* **QUOTED TEXT**:
_____

Hey all-
First time caller. I am pretty new to Arduino\embedded systems and have already caught myself thinking about when is the right time to upgrade to a single board computer\realtime OS?
I've got a project that may need to scale up when it comes to processing power and being new, have not fund a clear path for doing this.
Maybe I should ask my question a different way. When do you guys find yourself moving to a single board computer on projects?
Thanks,
Doug
when is the right time to upgrade to a single board computer\realtime OS?
Never, they are a total waste of time on a simple controller like this.
I have had software engineers working for me totally cripple an system by putting a RTOS on it. Then they winger about needing a more powerful processor and more memory. When if they were true professionals they could have done without and made a decent project.
I move up to an SBC+RTOS when:
But frankly, this is becoming more and more rare (for me). A 72 MHz ARM processor can do a lot of stuff without an RTOS these days.
--
The MegaRAM shield: add 128 kilobytes of external RAM to your Arduino Mega/Mega2560
Yep, no OS for me. I design and build simple single purpose projects that allow me to control all aspects of what the microcontroller is doing, no OS to get in the way or suck off raw performance.

_____

* **Stored dataset entries**:
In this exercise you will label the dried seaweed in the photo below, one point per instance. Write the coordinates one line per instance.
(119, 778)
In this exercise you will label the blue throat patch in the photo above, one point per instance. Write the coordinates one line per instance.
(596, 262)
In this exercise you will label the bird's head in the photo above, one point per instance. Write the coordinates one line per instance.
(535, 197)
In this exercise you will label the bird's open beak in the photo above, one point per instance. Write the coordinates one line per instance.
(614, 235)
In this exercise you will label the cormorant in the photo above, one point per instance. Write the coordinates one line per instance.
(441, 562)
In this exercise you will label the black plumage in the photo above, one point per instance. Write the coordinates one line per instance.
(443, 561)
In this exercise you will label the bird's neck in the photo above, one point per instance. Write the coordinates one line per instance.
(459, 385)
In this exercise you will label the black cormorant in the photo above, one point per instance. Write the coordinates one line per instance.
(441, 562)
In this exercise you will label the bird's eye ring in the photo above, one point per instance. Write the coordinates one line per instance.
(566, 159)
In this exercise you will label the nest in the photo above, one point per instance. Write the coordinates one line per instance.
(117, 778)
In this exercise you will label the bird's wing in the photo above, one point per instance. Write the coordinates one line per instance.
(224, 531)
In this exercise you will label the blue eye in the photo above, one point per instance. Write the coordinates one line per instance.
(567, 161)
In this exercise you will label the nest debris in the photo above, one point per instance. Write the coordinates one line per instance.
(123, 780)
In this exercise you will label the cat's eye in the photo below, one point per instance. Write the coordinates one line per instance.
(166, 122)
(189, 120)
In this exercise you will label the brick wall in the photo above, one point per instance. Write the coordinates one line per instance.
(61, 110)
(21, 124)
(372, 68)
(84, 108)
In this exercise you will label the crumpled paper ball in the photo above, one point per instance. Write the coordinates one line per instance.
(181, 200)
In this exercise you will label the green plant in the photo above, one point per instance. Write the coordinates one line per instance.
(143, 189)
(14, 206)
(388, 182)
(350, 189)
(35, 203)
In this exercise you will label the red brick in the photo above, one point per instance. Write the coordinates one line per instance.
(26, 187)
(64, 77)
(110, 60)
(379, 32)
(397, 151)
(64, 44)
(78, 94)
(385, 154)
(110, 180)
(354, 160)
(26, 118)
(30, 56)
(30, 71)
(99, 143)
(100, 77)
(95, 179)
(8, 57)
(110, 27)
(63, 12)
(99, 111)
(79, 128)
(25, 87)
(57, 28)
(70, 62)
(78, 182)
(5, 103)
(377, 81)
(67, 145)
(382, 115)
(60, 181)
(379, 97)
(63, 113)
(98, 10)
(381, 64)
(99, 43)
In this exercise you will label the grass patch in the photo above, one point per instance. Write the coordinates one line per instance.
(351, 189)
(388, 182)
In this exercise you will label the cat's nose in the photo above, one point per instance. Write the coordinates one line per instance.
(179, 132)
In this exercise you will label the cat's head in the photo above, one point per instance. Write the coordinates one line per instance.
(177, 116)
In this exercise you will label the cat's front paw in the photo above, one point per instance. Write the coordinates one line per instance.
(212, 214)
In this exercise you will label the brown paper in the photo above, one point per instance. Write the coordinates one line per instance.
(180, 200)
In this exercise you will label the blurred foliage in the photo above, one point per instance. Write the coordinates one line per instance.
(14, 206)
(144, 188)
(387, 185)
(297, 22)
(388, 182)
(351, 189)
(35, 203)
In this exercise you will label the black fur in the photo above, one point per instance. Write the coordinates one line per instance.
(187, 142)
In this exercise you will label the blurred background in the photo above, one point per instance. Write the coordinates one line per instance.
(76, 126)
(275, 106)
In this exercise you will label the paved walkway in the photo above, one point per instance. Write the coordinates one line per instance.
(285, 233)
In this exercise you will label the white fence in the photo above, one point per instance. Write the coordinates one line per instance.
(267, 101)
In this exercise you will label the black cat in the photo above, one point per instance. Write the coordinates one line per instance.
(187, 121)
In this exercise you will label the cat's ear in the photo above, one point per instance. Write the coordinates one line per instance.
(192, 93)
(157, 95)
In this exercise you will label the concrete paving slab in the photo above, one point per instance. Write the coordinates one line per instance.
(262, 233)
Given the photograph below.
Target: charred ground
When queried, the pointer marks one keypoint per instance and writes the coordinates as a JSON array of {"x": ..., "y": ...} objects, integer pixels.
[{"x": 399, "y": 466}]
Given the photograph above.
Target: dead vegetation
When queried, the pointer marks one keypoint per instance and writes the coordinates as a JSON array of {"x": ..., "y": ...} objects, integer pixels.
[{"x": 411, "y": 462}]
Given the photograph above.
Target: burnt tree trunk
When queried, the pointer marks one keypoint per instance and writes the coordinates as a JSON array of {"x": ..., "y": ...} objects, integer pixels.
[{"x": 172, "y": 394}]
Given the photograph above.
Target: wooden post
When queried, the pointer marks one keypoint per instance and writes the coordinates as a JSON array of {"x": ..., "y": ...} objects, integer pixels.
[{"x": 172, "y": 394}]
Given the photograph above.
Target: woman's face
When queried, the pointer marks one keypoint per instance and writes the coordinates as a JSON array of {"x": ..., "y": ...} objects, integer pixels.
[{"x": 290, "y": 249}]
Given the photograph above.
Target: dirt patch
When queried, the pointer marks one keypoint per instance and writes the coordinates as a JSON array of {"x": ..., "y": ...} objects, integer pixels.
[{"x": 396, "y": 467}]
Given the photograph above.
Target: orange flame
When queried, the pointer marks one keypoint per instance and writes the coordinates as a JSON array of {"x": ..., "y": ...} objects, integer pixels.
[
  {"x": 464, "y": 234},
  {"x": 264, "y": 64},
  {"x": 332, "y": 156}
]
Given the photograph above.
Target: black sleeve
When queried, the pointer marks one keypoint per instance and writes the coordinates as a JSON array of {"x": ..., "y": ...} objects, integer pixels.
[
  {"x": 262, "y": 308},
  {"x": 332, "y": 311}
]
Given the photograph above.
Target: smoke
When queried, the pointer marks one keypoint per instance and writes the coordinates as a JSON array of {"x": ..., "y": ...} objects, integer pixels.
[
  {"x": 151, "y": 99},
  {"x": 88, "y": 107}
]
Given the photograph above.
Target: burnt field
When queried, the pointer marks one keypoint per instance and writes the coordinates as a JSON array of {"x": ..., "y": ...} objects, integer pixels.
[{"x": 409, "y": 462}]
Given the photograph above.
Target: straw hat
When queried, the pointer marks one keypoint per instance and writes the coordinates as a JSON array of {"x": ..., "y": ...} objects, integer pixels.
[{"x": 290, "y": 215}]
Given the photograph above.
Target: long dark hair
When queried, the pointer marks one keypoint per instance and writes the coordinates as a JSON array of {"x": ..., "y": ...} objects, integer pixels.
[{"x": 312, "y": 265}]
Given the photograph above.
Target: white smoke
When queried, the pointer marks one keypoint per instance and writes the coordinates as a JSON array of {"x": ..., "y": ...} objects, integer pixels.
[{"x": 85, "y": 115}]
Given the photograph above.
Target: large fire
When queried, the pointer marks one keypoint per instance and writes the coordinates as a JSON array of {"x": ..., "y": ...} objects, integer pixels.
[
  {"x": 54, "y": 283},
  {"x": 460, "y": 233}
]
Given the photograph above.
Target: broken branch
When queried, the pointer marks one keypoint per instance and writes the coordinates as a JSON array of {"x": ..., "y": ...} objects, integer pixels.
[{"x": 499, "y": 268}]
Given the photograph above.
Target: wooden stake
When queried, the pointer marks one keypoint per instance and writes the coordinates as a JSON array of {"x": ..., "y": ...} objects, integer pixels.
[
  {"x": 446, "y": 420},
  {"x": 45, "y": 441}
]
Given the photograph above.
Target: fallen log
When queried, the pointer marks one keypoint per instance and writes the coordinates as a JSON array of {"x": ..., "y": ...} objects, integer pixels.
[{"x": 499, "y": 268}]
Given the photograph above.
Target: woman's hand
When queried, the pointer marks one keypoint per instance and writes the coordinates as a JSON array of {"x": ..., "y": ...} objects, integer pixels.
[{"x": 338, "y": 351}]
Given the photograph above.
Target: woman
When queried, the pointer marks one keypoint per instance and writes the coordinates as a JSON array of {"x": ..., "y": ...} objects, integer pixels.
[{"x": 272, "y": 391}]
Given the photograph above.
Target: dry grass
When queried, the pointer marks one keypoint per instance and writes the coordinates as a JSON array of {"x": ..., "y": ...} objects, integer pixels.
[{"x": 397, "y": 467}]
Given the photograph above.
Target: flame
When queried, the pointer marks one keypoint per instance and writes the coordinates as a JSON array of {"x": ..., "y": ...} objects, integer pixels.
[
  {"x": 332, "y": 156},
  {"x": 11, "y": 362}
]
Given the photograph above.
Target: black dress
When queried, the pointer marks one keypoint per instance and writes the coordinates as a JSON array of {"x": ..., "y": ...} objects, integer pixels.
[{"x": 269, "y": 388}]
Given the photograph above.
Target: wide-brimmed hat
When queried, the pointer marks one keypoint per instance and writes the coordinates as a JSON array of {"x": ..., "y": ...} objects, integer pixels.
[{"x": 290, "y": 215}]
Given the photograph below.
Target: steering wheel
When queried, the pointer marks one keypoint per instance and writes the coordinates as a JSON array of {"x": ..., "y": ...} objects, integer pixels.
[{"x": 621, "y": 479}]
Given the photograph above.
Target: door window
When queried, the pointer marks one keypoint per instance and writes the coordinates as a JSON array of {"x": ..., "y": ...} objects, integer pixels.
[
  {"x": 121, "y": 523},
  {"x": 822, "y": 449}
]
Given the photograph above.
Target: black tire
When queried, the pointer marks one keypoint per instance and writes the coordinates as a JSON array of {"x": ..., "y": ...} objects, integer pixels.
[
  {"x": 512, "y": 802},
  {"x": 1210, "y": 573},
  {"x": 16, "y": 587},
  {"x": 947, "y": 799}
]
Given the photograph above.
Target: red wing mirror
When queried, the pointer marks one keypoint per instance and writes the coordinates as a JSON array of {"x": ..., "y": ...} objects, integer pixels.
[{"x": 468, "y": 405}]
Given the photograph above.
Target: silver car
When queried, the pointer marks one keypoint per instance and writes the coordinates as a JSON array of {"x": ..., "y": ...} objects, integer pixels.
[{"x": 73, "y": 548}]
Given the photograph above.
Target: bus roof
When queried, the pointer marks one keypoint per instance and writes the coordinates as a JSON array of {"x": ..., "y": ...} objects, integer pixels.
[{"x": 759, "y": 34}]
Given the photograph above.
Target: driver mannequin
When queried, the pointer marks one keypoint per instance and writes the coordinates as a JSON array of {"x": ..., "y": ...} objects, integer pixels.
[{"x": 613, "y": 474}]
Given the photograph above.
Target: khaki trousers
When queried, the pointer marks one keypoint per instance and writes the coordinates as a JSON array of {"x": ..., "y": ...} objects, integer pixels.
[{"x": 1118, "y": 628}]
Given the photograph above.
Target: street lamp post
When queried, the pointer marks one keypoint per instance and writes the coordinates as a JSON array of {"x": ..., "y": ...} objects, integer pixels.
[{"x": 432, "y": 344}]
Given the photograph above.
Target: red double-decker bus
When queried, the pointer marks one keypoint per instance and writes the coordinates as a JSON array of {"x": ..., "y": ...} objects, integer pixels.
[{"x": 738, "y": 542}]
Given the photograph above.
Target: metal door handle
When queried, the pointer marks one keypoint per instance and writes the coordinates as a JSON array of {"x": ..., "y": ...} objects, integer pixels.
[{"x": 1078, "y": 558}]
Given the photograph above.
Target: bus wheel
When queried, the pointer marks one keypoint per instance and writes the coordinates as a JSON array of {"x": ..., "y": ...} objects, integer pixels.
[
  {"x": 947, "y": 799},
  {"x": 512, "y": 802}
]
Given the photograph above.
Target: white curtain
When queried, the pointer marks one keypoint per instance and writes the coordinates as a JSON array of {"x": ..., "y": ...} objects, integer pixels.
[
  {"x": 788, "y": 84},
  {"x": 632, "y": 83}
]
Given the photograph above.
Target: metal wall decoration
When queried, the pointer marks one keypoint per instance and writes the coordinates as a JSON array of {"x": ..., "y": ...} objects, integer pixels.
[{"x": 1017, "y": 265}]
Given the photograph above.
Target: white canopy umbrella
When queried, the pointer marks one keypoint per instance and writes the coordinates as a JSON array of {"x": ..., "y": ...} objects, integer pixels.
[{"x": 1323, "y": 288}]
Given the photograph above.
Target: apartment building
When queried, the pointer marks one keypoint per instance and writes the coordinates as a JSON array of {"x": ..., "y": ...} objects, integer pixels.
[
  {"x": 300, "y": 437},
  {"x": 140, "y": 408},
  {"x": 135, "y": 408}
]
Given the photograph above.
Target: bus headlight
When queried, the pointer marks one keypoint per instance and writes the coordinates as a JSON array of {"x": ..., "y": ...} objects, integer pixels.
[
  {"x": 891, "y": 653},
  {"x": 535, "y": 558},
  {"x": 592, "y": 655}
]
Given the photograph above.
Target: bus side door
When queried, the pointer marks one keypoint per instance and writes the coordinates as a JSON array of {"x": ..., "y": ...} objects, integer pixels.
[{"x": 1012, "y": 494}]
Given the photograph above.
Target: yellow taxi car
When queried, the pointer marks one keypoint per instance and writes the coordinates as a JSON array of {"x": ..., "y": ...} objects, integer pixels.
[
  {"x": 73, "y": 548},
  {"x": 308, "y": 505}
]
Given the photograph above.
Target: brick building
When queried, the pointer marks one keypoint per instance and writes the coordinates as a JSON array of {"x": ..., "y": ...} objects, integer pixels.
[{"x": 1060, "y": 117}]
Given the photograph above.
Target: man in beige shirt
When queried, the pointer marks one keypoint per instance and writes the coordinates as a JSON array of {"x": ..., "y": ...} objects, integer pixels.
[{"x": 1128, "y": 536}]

_____

* **TO DO**:
1) Please answer these questions about the forum thread:
(a) What clock speed is given for the ARM processor said to do a lot without an RTOS?
(b) How much external RAM does the MegaRAM shield add?
(c) What name signs off the opening post?
2) Work out how many lines of the records contain the word "paper". Give only the number.
The forum thread and the records were drawn from unrelated sources.

* **ANSWERS IN ORDER**:
1)
(a) 72 MHz
(b) 128 kilobytes
(c) Doug

2) 2